Selected excerpt:

# Bright Bay horse... which colours look best?



## HeatherAda (7 March 2007)

thinking of renewing some wardrobe items e.g. numnahs, boots etc and we have a lot of green and navy stuff.

what do you think?  which colours do you think suit a bright bay best???


----------



## Kristine (7 March 2007)

purple! 
Any bight vibrant colour will go with a bright bay! 
Trial and error 
(or listen to us of course )

Have you got a picture of your horse all tacked up??


----------



## HeatherAda (7 March 2007)

i haven't i'm afraid... haven't had him too long. but you have reminded me i need to get some pics sorted


----------



## kayleigh_and_rocky (7 March 2007)

Dark colours look  better on bright bays IMO eg navy blue, royal blue, green, burgandy, black and gold.  
Rocks is bay and has burgandy:










 (sorry dark piccy)

Personally i think black and gold looks gorgeous on bright bays


----------



## Madam_max (7 March 2007)

Record extracts:

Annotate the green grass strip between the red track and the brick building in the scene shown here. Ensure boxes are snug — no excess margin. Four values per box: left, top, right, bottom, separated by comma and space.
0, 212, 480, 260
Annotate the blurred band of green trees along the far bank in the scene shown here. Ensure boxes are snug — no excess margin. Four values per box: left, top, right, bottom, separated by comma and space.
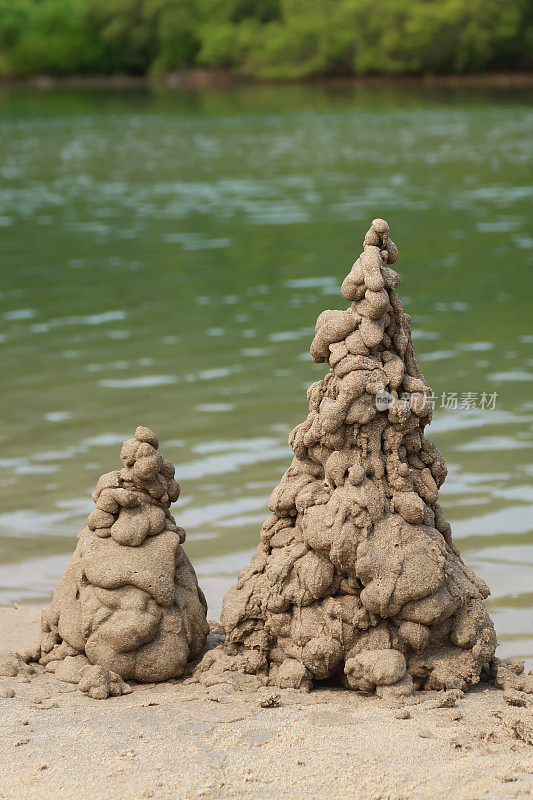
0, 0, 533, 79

---

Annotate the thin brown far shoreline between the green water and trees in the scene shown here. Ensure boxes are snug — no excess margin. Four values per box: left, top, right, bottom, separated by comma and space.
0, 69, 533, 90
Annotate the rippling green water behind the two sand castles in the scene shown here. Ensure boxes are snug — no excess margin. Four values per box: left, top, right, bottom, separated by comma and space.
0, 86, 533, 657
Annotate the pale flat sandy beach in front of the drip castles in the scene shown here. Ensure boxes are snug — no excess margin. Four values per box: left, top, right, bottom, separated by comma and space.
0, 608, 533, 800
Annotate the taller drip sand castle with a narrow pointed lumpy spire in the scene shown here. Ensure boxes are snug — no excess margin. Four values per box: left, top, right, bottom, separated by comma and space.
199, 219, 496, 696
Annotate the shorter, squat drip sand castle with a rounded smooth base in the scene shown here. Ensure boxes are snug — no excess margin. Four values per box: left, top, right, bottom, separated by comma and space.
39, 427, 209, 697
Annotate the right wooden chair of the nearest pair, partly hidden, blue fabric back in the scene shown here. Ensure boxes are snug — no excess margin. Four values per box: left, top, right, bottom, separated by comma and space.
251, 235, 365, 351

* * *

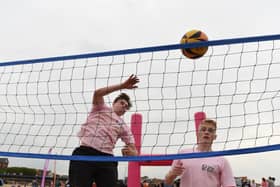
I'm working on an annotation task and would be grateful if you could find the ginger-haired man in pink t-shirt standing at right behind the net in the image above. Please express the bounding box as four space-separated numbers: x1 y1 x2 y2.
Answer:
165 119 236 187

To do:
1. From the bright bay thread above, copy the passage between "## Kristine (7" and "all tacked up??", inclusive.
2. In the bright bay thread, which color combination does kayleigh_and_rocky personally think looks gorgeous on bright bays?

Answers for this exercise:
1.
## Kristine (7 March 2007)

purple! 
Any bight vibrant colour will go with a bright bay! 
Trial and error 
(or listen to us of course )

Have you got a picture of your horse all tacked up??

2. Black and gold.